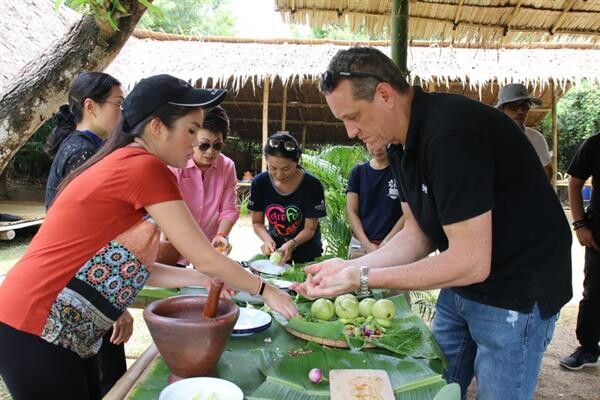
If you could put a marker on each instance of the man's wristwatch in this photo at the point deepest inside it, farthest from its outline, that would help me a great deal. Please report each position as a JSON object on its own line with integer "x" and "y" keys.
{"x": 364, "y": 282}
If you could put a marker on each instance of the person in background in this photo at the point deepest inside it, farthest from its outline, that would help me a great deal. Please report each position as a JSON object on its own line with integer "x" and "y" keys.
{"x": 514, "y": 100}
{"x": 471, "y": 187}
{"x": 373, "y": 202}
{"x": 91, "y": 257}
{"x": 291, "y": 199}
{"x": 208, "y": 186}
{"x": 586, "y": 163}
{"x": 81, "y": 127}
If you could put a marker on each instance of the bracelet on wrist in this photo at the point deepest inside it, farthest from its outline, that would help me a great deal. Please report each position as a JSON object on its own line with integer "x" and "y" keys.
{"x": 579, "y": 224}
{"x": 261, "y": 287}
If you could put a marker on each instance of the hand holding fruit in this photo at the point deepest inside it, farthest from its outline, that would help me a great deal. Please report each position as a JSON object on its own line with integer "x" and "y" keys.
{"x": 286, "y": 251}
{"x": 221, "y": 244}
{"x": 268, "y": 247}
{"x": 327, "y": 284}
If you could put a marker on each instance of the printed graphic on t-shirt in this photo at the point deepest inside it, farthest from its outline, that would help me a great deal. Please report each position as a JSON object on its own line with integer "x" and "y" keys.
{"x": 285, "y": 220}
{"x": 393, "y": 189}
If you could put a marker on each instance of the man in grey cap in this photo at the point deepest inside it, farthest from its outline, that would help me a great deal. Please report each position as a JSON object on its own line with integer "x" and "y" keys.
{"x": 515, "y": 101}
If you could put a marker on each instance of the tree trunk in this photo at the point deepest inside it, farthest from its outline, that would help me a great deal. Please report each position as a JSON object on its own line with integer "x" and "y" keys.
{"x": 43, "y": 84}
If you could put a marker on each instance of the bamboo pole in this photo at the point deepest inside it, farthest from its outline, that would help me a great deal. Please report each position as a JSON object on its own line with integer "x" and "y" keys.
{"x": 284, "y": 107}
{"x": 265, "y": 135}
{"x": 304, "y": 128}
{"x": 400, "y": 34}
{"x": 554, "y": 135}
{"x": 120, "y": 390}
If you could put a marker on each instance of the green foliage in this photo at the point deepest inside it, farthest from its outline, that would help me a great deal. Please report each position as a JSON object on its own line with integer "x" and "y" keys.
{"x": 190, "y": 17}
{"x": 105, "y": 10}
{"x": 577, "y": 119}
{"x": 423, "y": 302}
{"x": 332, "y": 166}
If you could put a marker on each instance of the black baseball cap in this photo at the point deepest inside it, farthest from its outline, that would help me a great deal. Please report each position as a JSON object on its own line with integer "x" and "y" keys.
{"x": 151, "y": 93}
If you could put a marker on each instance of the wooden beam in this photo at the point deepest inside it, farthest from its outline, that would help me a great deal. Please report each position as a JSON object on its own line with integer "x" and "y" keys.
{"x": 304, "y": 128}
{"x": 294, "y": 104}
{"x": 284, "y": 108}
{"x": 276, "y": 122}
{"x": 458, "y": 12}
{"x": 450, "y": 21}
{"x": 554, "y": 136}
{"x": 562, "y": 16}
{"x": 400, "y": 34}
{"x": 265, "y": 120}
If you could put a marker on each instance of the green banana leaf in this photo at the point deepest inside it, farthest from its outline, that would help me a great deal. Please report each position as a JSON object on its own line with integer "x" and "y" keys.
{"x": 287, "y": 376}
{"x": 408, "y": 335}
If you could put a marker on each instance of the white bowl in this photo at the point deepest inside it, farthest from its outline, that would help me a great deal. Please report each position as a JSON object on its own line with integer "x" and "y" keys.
{"x": 202, "y": 388}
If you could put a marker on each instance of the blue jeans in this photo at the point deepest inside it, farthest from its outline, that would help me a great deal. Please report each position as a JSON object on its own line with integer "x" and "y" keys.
{"x": 503, "y": 349}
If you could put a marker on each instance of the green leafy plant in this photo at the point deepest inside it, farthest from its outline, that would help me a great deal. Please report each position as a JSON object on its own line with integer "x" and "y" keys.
{"x": 423, "y": 303}
{"x": 332, "y": 166}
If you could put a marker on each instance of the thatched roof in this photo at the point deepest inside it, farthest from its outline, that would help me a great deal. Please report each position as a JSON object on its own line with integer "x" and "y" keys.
{"x": 489, "y": 21}
{"x": 28, "y": 29}
{"x": 241, "y": 65}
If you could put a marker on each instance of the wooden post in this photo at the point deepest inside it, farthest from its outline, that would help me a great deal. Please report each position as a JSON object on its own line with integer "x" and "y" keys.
{"x": 431, "y": 86}
{"x": 554, "y": 135}
{"x": 399, "y": 37}
{"x": 284, "y": 107}
{"x": 265, "y": 135}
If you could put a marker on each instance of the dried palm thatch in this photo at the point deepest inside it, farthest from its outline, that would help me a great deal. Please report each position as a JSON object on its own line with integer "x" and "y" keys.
{"x": 28, "y": 29}
{"x": 491, "y": 22}
{"x": 242, "y": 65}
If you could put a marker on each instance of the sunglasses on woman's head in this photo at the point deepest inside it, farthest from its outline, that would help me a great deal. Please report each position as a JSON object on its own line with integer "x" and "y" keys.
{"x": 330, "y": 79}
{"x": 288, "y": 145}
{"x": 205, "y": 146}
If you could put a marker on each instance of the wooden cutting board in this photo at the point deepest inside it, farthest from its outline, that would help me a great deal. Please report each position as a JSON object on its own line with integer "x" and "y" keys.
{"x": 360, "y": 384}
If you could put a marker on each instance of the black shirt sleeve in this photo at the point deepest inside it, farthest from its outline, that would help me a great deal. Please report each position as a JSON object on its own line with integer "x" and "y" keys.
{"x": 315, "y": 206}
{"x": 256, "y": 202}
{"x": 76, "y": 159}
{"x": 354, "y": 180}
{"x": 461, "y": 171}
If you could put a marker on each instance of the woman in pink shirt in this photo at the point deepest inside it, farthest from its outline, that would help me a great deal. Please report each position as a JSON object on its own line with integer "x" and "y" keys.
{"x": 208, "y": 186}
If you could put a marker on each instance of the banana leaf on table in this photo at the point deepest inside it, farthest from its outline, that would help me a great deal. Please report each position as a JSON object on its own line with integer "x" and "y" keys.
{"x": 408, "y": 334}
{"x": 287, "y": 376}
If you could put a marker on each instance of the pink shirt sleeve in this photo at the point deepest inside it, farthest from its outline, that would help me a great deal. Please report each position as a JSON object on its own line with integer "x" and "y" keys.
{"x": 228, "y": 209}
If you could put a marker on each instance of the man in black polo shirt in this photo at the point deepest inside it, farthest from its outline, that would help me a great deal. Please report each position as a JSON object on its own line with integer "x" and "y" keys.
{"x": 586, "y": 163}
{"x": 473, "y": 188}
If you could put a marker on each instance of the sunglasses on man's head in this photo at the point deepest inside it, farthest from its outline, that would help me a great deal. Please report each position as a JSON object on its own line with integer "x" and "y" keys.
{"x": 330, "y": 79}
{"x": 518, "y": 105}
{"x": 205, "y": 146}
{"x": 288, "y": 145}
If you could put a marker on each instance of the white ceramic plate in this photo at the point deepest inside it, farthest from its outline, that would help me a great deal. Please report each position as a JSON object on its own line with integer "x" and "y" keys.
{"x": 267, "y": 267}
{"x": 202, "y": 388}
{"x": 251, "y": 321}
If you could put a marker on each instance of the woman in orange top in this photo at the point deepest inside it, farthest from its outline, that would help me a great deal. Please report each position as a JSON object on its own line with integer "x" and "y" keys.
{"x": 97, "y": 247}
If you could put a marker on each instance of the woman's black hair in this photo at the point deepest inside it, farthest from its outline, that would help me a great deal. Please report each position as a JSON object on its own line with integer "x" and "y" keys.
{"x": 281, "y": 150}
{"x": 87, "y": 85}
{"x": 217, "y": 121}
{"x": 124, "y": 135}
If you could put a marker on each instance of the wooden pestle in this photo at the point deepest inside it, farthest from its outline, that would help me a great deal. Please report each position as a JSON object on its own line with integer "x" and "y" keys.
{"x": 212, "y": 302}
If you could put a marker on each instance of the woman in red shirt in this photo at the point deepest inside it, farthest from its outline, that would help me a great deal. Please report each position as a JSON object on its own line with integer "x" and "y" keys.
{"x": 97, "y": 247}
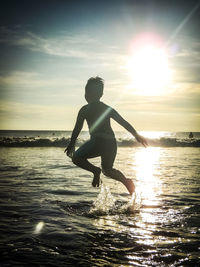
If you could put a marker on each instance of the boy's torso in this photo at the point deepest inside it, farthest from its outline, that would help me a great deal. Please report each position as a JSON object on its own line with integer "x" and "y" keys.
{"x": 98, "y": 116}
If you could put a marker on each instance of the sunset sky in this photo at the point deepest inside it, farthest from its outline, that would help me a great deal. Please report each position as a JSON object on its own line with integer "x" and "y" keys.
{"x": 148, "y": 53}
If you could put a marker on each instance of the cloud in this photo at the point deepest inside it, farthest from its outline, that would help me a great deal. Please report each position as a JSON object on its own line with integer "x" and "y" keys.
{"x": 15, "y": 115}
{"x": 63, "y": 45}
{"x": 186, "y": 60}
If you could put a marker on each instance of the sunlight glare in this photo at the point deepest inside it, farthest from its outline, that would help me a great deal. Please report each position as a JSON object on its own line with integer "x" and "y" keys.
{"x": 149, "y": 70}
{"x": 39, "y": 227}
{"x": 147, "y": 167}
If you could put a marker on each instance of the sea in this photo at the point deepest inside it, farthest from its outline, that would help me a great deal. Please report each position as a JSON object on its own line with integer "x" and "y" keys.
{"x": 50, "y": 215}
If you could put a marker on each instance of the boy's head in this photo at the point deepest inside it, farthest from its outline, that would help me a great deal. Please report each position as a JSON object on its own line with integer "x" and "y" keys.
{"x": 94, "y": 89}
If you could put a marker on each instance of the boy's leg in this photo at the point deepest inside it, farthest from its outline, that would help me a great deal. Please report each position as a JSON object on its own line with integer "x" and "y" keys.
{"x": 107, "y": 159}
{"x": 80, "y": 157}
{"x": 86, "y": 165}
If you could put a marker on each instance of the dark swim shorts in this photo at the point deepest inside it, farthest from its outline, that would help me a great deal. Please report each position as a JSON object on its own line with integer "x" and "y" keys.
{"x": 106, "y": 148}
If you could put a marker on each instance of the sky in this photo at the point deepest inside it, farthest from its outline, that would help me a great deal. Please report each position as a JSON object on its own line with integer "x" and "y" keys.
{"x": 147, "y": 52}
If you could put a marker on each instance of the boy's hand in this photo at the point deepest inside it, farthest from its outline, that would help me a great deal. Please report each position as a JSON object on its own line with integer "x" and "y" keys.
{"x": 141, "y": 140}
{"x": 70, "y": 150}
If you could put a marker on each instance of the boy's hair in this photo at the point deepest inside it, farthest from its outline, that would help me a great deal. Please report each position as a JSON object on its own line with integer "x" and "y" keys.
{"x": 95, "y": 86}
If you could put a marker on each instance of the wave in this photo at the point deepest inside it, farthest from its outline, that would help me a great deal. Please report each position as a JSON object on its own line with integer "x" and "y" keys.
{"x": 63, "y": 142}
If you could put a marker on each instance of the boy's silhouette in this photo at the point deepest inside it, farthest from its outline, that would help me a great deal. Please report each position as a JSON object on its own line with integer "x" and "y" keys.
{"x": 102, "y": 142}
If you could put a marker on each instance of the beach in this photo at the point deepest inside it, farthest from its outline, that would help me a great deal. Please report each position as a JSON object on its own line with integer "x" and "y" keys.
{"x": 52, "y": 216}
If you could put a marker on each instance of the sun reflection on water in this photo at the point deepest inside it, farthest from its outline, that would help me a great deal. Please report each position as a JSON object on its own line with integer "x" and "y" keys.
{"x": 146, "y": 164}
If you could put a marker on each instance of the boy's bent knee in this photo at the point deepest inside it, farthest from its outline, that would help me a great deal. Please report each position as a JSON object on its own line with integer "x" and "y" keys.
{"x": 108, "y": 172}
{"x": 76, "y": 159}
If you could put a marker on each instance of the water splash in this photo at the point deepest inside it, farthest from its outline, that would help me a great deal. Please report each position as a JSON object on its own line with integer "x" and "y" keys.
{"x": 106, "y": 204}
{"x": 103, "y": 203}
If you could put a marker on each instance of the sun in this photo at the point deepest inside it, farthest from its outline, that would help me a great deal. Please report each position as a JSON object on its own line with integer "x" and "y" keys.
{"x": 149, "y": 69}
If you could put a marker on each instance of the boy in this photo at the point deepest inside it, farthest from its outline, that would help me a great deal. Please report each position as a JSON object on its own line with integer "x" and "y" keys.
{"x": 102, "y": 142}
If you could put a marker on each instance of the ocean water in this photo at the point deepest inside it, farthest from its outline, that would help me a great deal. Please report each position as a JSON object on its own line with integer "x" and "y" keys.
{"x": 50, "y": 215}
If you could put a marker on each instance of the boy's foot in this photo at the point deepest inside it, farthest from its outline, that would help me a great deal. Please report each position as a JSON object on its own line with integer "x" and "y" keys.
{"x": 130, "y": 186}
{"x": 96, "y": 179}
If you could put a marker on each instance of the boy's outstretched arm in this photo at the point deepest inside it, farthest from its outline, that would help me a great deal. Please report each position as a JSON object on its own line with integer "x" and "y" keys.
{"x": 77, "y": 128}
{"x": 118, "y": 118}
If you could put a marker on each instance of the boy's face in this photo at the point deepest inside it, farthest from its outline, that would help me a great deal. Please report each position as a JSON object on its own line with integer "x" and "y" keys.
{"x": 89, "y": 97}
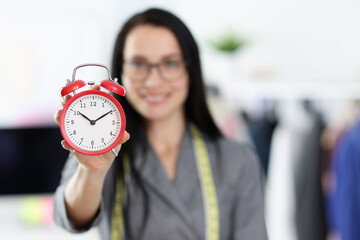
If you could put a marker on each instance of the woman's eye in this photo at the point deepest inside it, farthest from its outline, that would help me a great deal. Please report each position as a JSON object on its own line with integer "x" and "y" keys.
{"x": 138, "y": 64}
{"x": 172, "y": 63}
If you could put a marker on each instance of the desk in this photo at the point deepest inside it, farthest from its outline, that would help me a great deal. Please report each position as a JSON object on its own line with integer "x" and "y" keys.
{"x": 19, "y": 219}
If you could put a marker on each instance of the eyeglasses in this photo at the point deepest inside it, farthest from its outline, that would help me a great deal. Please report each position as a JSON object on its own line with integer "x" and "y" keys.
{"x": 170, "y": 69}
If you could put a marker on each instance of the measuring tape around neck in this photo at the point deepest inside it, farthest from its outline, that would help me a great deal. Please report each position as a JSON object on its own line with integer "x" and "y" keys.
{"x": 211, "y": 209}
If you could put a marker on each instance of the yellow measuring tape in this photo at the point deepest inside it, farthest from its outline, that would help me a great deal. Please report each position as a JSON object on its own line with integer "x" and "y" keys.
{"x": 208, "y": 189}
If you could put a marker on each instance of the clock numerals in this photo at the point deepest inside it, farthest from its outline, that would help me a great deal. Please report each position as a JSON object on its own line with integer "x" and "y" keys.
{"x": 104, "y": 119}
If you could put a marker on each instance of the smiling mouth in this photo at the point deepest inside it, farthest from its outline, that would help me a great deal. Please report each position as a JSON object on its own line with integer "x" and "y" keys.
{"x": 155, "y": 98}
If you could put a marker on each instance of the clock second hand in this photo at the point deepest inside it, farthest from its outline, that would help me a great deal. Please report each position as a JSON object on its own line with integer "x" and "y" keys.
{"x": 103, "y": 115}
{"x": 92, "y": 122}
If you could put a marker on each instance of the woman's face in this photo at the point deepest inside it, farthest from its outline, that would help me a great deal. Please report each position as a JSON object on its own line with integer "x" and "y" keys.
{"x": 161, "y": 92}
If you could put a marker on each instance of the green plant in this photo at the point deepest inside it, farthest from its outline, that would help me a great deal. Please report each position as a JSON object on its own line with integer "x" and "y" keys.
{"x": 228, "y": 42}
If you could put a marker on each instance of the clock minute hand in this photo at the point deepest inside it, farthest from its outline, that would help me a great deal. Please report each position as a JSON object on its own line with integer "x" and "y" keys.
{"x": 102, "y": 116}
{"x": 92, "y": 122}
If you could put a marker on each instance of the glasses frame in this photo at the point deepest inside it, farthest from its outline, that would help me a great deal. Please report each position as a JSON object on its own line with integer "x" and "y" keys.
{"x": 155, "y": 65}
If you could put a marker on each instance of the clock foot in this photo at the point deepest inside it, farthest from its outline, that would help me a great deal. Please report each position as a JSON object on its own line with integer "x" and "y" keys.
{"x": 114, "y": 152}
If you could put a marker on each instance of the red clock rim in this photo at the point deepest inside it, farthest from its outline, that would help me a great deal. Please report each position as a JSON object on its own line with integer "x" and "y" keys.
{"x": 110, "y": 147}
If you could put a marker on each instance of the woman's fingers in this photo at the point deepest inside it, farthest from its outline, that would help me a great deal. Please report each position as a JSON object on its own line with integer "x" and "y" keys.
{"x": 125, "y": 137}
{"x": 96, "y": 87}
{"x": 65, "y": 145}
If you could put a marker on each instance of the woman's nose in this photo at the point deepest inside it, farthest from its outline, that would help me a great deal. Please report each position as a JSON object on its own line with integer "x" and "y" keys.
{"x": 154, "y": 77}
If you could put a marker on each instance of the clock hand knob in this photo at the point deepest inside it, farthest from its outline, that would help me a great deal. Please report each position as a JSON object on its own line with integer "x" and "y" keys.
{"x": 92, "y": 122}
{"x": 103, "y": 115}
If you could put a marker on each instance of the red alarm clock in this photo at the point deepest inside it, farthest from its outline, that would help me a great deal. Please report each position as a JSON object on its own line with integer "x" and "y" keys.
{"x": 92, "y": 121}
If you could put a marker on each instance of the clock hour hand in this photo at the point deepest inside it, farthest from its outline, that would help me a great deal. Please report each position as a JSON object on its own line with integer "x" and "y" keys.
{"x": 103, "y": 115}
{"x": 92, "y": 122}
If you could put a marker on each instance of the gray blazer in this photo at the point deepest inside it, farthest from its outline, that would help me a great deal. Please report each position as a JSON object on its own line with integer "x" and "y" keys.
{"x": 176, "y": 207}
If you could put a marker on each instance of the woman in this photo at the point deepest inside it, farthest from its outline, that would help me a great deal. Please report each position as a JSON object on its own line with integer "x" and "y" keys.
{"x": 178, "y": 177}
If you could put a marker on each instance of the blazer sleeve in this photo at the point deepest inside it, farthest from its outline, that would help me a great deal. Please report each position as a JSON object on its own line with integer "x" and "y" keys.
{"x": 249, "y": 206}
{"x": 60, "y": 213}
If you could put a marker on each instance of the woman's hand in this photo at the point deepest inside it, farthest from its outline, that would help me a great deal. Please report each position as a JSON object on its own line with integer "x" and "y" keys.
{"x": 91, "y": 163}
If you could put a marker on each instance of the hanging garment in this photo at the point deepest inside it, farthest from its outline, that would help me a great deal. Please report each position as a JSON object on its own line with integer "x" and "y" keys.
{"x": 343, "y": 210}
{"x": 309, "y": 208}
{"x": 294, "y": 203}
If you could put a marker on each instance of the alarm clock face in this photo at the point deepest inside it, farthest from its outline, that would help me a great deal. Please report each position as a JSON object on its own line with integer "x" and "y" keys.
{"x": 92, "y": 122}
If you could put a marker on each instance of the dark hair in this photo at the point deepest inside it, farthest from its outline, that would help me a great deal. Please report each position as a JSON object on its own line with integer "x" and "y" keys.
{"x": 196, "y": 109}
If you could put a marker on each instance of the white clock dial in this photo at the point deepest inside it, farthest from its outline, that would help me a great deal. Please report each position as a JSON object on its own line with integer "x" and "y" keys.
{"x": 92, "y": 122}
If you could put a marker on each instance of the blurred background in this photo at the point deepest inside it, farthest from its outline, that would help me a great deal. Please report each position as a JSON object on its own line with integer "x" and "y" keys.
{"x": 282, "y": 75}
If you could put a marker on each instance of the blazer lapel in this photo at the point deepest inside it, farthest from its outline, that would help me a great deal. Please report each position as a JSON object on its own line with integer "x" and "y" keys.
{"x": 154, "y": 174}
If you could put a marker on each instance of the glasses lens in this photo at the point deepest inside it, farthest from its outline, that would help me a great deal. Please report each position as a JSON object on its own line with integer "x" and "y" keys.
{"x": 136, "y": 69}
{"x": 172, "y": 68}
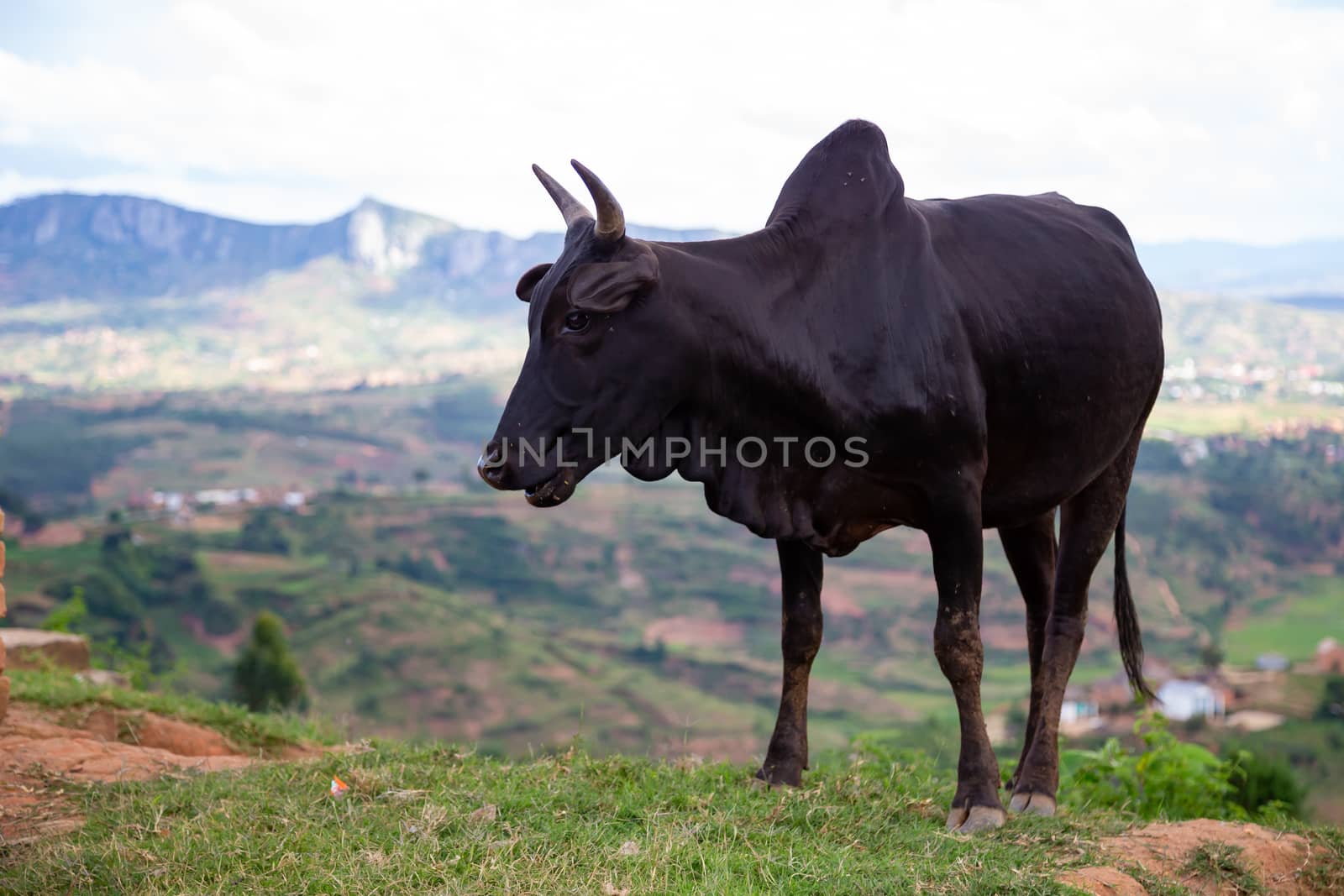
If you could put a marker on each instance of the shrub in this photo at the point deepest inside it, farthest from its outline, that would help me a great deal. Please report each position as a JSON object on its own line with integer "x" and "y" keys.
{"x": 266, "y": 676}
{"x": 1332, "y": 701}
{"x": 1167, "y": 778}
{"x": 1265, "y": 783}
============
* WRITTEN INSTRUCTION:
Each line from the one bearing "the glasses lens" through the final line of the records is to be copied exactly, and no pictures are to be included.

* EXERCISE RESPONSE:
If you could put a marker on each instance of the glasses lens in this photo at the point deepest inside it, farthest from its outline, that would help me a great deal. Please report each position as a JSON object on its own line with integer "x" and "y" keys.
{"x": 136, "y": 69}
{"x": 172, "y": 68}
If you could put a marker on each instance of the shrub in this photo at the point deepest inside it, farthest from its outline, that would help me a great deal. Please report each position as a JSON object on its own line with integer "x" and "y" keys.
{"x": 266, "y": 676}
{"x": 1332, "y": 701}
{"x": 1167, "y": 778}
{"x": 1265, "y": 783}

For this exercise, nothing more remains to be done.